[Dataset rows showing where objects appear]
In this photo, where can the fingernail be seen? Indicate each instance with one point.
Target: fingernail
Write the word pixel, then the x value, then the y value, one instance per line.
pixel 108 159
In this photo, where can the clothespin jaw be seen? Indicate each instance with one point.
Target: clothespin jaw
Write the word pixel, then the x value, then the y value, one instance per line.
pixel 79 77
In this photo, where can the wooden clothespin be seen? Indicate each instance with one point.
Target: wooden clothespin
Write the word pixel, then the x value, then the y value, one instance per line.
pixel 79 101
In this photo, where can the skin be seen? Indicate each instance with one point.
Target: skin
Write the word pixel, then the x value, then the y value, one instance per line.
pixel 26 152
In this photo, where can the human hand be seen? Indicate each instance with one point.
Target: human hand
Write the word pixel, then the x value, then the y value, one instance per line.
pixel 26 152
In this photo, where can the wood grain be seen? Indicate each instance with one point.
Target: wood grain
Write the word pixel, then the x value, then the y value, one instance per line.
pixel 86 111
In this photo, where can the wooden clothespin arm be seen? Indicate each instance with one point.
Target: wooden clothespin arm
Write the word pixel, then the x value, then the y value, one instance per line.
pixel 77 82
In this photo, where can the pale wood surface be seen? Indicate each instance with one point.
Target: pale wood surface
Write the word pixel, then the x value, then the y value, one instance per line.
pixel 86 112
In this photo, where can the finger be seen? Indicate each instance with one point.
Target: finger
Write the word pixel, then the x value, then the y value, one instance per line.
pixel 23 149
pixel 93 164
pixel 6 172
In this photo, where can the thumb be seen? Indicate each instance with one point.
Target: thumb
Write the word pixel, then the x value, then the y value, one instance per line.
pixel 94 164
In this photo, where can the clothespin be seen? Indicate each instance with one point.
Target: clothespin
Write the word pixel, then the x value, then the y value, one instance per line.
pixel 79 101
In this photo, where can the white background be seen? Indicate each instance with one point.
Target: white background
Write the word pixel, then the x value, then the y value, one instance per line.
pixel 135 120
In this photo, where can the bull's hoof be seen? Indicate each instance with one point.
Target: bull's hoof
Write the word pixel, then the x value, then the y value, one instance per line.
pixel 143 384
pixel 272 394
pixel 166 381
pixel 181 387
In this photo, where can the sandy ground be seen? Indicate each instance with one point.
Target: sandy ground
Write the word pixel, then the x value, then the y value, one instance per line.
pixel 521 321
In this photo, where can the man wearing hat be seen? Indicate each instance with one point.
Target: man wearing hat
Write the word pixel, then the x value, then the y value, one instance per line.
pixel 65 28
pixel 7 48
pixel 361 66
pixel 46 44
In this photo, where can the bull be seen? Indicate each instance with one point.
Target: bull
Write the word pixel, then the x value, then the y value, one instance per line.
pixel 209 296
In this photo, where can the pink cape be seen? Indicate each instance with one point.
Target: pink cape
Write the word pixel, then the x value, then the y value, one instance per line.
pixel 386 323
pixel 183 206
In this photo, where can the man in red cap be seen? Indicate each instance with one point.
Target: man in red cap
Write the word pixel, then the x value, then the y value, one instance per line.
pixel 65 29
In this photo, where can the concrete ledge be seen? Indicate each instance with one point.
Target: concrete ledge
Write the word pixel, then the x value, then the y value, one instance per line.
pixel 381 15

* **TASK STATEMENT**: Recast every line of the records above as a numbered list, leaving out any blank lines.

* **RESULT BELOW**:
1. In this photo, where can the fingernail be seen? Indicate each instance with one point.
2. Target: fingernail
3. Write the word pixel, then the x value, then the y value, one instance per line.
4. pixel 108 159
5. In this photo, where can the clothespin jaw be seen? Indicate each instance with one point.
6. Target: clothespin jaw
7. Write the word pixel, then the x value, then the y value, one instance per line.
8. pixel 79 77
9. In this photo, where can the wooden clothespin be seen? Indicate each instance with one point.
10. Target: wooden clothespin
11. Write the word pixel, then the x value, then the y value, one instance per line.
12. pixel 79 101
13. In this photo, where can the skin be seen? Indicate each instance with one point.
14. Target: skin
15. Write the word pixel, then the x value, then the y value, one instance per line.
16. pixel 26 152
17. In this photo, where can the human hand be seen? Indicate each instance with one point.
18. Target: human hand
19. Write the word pixel, then the x value, then the y value, one instance per line.
20. pixel 26 152
21. In this photo, where can the wood grain be seen? Indicate each instance with one point.
22. Target: wood grain
23. Write the word pixel, then the x value, then the y value, one instance per line.
24. pixel 86 111
25. In this photo, where can the wooden clothespin arm be seen? Indicate each instance with one point.
26. Target: wooden clothespin arm
27. Write the word pixel, then the x value, then the y value, one instance per line.
28. pixel 77 82
29. In this photo, where can the pale wood surface be seen? Indicate each instance with one point.
30. Target: pale wood surface
31. Write the word pixel, then the x value, then the y value, one instance per line.
32. pixel 86 112
33. In this photo, where can the finger be seen? Indicate each instance with one point.
34. Target: finger
35. Write the word pixel, then the x value, then the y value, one instance per line.
36. pixel 23 149
37. pixel 93 164
38. pixel 6 172
39. In this photo, where can the thumb be seen? Indicate each instance with one point.
40. Target: thumb
41. Write the word pixel, then the x value, then the y value, one instance per line.
42. pixel 94 164
43. In this photo, where can the clothespin be seen? Indicate each instance with one point.
44. Target: clothespin
45. Write the word pixel, then the x value, then the y value, one instance per line.
46. pixel 79 101
47. In this photo, where can the white background be seen? Indicate each instance with one point.
48. Target: white background
49. Write the word pixel, then the x value, then the y value, one instance per line.
50. pixel 135 120
51. In this photo, where can the bull's hoof be seen? Indicate each instance with one point.
52. Target: bull's hoof
53. Write the word pixel, then the x value, then the y value, one instance per line.
54. pixel 143 384
55. pixel 272 394
56. pixel 166 381
57. pixel 181 387
58. In this photo, where can the sandy ground be seen? Indicate each instance with one point.
59. Target: sandy ground
60. Write the word pixel, then the x value, then the y value, one instance per line.
61. pixel 521 321
62. In this photo, where can the man wearing hat be seen? Indicate each instance with one point.
63. Target: man wearing hat
64. Write the word pixel, then the x value, then the y value, one instance per line.
65. pixel 65 28
66. pixel 7 48
67. pixel 361 66
68. pixel 46 44
69. In this photo, where can the bull be seen? Indicate each instance with one point.
70. Target: bull
71. Write the word pixel, then the x value, then the y value, one instance per line.
72. pixel 209 296
73. In this photo, where can the pink cape be seen? Indicate each instance with one point.
74. Target: pink cape
75. Write the word pixel, then the x value, then the y value, one instance per line.
76. pixel 386 323
77. pixel 183 206
78. In this photo, where can the man in red cap be seen? Indicate each instance with one point.
79. Target: man in red cap
80. Write the word pixel, then the x value, then the y value, one instance per line.
81. pixel 65 29
82. In this photo, where can the concrete ledge be seen? Indicate each instance with one point.
83. Target: concrete ledge
84. Write the word pixel, then the x value, then the y value, one instance per line.
85. pixel 381 15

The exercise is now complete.